▶ **Available records**
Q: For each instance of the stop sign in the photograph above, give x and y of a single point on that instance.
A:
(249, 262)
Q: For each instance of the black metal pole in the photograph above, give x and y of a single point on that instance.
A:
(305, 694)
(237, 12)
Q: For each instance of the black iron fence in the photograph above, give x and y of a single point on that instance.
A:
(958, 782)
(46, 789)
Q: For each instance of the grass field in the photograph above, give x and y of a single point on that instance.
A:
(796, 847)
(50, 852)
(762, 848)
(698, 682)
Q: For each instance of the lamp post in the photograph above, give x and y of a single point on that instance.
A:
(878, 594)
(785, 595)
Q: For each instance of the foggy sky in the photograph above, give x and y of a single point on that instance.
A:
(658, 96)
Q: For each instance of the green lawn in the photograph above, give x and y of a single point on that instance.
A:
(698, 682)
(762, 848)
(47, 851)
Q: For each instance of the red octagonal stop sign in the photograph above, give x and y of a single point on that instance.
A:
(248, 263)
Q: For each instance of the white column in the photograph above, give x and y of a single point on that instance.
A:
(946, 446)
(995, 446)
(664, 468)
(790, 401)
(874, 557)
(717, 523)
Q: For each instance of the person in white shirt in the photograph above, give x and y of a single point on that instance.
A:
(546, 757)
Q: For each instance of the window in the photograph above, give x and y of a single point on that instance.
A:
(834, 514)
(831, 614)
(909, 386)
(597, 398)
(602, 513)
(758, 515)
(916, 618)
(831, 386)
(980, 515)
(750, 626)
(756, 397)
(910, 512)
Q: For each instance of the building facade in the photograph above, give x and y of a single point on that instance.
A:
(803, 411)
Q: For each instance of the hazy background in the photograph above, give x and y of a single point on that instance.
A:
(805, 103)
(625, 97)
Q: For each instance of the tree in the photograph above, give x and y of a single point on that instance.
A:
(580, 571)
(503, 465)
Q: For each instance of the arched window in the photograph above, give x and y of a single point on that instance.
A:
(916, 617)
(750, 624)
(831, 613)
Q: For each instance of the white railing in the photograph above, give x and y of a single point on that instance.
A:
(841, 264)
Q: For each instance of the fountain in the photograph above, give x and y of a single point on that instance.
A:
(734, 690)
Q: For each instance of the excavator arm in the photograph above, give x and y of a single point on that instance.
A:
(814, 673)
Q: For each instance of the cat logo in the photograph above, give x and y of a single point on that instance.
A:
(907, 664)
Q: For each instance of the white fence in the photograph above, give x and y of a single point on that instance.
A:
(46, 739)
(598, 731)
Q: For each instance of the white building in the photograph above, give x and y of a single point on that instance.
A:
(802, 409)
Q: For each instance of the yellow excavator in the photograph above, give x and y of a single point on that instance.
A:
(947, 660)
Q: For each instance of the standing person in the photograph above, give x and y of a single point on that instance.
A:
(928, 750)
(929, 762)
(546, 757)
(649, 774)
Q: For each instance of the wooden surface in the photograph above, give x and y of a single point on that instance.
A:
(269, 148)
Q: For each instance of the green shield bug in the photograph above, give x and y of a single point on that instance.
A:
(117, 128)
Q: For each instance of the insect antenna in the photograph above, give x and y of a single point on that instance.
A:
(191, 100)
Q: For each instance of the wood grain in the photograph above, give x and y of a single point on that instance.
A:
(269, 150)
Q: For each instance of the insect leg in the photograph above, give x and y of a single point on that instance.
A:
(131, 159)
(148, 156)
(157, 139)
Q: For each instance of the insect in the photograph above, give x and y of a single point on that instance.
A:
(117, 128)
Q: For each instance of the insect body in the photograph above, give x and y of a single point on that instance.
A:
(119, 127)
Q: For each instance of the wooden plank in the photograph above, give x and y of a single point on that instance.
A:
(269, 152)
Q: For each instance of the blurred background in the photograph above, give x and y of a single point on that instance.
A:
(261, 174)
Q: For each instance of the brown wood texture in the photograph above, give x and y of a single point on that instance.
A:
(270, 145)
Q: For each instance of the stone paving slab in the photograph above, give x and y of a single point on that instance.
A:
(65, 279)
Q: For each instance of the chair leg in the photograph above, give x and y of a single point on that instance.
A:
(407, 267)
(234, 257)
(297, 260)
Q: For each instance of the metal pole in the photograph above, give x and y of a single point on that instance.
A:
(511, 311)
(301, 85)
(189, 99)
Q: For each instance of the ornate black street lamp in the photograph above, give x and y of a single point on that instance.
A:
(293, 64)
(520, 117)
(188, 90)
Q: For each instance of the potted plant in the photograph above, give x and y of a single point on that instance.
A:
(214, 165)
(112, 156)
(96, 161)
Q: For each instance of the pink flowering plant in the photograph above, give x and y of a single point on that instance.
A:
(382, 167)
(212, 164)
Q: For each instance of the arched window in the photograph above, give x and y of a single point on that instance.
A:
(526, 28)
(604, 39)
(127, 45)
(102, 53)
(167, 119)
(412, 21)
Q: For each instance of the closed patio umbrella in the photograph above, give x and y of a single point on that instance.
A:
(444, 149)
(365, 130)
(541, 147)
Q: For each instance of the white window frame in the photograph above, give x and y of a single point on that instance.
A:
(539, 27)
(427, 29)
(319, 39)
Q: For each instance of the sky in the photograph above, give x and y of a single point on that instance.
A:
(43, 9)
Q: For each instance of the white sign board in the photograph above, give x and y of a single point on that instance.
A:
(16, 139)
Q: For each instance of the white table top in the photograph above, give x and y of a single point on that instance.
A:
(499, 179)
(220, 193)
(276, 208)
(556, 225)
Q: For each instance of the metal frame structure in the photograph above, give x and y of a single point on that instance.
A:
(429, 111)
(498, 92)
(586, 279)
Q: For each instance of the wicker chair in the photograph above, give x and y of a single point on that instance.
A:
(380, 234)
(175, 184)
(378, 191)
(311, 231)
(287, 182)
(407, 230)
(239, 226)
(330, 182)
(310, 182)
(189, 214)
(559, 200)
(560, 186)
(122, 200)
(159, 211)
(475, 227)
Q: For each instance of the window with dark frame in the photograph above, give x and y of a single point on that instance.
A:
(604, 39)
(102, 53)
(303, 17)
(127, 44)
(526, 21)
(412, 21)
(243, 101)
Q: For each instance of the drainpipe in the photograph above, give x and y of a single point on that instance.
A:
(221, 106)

---

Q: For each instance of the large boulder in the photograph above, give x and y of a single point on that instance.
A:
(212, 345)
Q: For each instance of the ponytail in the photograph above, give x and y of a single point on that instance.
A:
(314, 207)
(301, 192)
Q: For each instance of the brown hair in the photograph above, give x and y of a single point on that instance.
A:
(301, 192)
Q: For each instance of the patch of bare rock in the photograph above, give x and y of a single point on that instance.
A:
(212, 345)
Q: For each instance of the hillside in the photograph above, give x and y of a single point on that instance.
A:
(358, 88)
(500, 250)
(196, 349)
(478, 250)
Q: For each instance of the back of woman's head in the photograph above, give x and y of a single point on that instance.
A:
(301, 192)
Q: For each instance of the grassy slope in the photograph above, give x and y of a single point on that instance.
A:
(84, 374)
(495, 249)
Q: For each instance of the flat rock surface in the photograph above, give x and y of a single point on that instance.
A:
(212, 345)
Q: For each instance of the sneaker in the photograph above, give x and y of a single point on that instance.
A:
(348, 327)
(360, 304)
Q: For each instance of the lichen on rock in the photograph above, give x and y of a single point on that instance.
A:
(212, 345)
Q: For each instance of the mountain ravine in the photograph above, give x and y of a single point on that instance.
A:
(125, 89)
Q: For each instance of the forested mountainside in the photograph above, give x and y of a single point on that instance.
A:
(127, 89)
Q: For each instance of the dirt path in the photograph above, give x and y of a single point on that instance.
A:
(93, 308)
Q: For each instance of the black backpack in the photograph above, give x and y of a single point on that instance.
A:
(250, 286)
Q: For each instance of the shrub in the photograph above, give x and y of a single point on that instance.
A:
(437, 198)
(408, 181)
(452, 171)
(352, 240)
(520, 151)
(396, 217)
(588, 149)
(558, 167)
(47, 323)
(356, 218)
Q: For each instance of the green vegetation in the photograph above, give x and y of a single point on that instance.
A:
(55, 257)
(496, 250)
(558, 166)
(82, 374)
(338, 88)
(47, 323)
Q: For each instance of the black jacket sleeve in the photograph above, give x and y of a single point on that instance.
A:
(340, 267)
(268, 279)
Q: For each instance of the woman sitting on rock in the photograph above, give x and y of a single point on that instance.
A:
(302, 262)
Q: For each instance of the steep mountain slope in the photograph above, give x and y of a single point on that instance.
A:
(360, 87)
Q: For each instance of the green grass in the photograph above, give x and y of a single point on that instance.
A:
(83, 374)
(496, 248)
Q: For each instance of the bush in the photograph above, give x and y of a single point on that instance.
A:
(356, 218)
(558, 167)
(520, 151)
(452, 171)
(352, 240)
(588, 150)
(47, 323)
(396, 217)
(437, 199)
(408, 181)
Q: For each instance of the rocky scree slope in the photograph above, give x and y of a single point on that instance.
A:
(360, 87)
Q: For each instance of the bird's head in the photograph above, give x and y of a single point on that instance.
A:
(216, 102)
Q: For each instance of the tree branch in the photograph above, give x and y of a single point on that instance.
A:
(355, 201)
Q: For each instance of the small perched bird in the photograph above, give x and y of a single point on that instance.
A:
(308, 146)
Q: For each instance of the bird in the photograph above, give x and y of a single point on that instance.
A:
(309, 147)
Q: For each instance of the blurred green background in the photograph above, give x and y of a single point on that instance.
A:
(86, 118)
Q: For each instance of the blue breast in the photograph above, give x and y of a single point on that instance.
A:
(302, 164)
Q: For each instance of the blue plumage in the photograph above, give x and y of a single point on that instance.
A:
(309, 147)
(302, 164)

▶ **Work item**
For this exercise, please output exactly the lines above starting at the line with "Q: For each instance of the stop" and ending at the line with "Q: For each instance of the window in", ends included.

▶ **Written solution**
Q: For each instance of the stop sign in the photograph above, give x and y of a single point on that instance.
A:
(249, 262)
Q: For each instance of the black metal pole in the photograph above, give x and y of a single point on that instance.
A:
(305, 694)
(237, 12)
Q: For each instance of the black iron fence in the photograph above, give x and y of a single point on that instance.
A:
(958, 782)
(46, 789)
Q: For each instance of the grass field in the photograph above, give x and y of a single point on that instance.
A:
(796, 847)
(50, 852)
(762, 848)
(698, 682)
Q: For each instance of the lamp post in the photograph above, give x and y of a single point on that instance.
A:
(878, 594)
(785, 595)
Q: For each instance of the foggy sky in the photograph above, give x and y of a single point on that instance.
A:
(658, 96)
Q: For each instance of the green lawn in the photograph above, give x and y of a single point on that instance.
A:
(698, 682)
(762, 848)
(47, 851)
Q: For each instance of the red octagonal stop sign in the photograph above, give x and y of a single point on that instance.
A:
(248, 263)
Q: For each instance of the white column in the photograph above, give x and y of a single point on that instance.
A:
(946, 446)
(995, 446)
(664, 468)
(790, 401)
(874, 557)
(717, 523)
Q: For each instance of the person in white shirt in the photograph above, give x and y of a single point on that instance.
A:
(546, 757)
Q: For each instance of the window in the photograph above, give x and y of a single point on that instance.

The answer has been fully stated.